Written instruction: Arrange the lines below as a Markdown table with the columns "Row" and "Line," numbering each row, leaving out any blank lines, and omitting the pictures.

A run of records:
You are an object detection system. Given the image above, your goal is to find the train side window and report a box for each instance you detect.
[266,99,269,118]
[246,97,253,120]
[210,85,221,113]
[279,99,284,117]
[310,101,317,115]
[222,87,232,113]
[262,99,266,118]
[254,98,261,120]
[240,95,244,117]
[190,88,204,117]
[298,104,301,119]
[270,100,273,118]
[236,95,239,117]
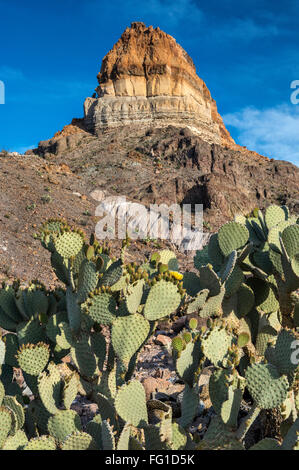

Answer for this exercise:
| Row | Line |
|---|---|
| 1 | You are an object detection system. Given the image above, your goal is to find the train side window and report a box for each instance you detect. |
| 2 | [266,99,269,118] |
| 3 | [246,97,253,120] |
| 4 | [210,85,221,113] |
| 5 | [279,99,284,117] |
| 6 | [310,101,317,115] |
| 7 | [222,87,232,113] |
| 8 | [262,99,266,118] |
| 9 | [254,98,261,120] |
| 10 | [240,95,244,117] |
| 11 | [190,88,204,117] |
| 12 | [298,104,301,119] |
| 13 | [270,100,273,118] |
| 14 | [236,95,239,117] |